··· Supplied entries
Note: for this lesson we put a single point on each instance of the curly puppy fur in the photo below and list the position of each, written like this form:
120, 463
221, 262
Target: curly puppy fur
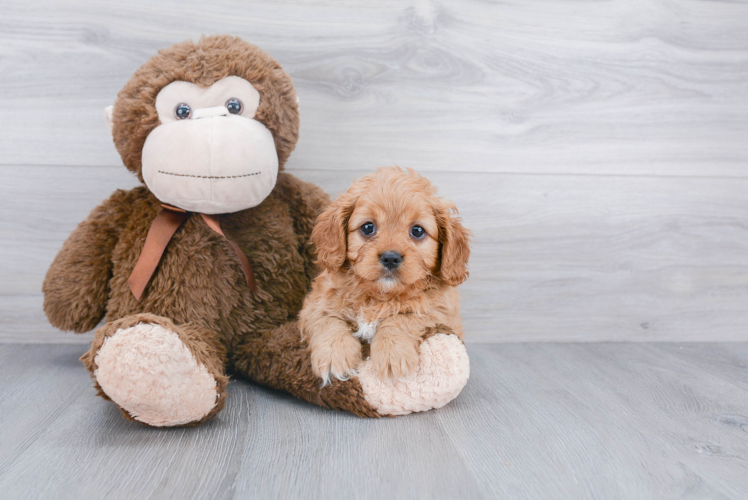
358, 298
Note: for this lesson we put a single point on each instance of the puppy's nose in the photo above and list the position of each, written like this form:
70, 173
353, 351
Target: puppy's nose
······
#### Instruction:
Retype the entries word for word. Omit any images.

#### Solution to this problem:
Note: for this lesson we put a single point on each instance of the curly puppy fur in the photo below and list the position of each, written like this form:
120, 463
221, 262
Target: curly puppy fur
358, 298
Note: for this lesson we put a single point on each instance of the puppy's nose in the photo above and list the position of each, written like this form:
70, 173
353, 351
Target: puppy's nose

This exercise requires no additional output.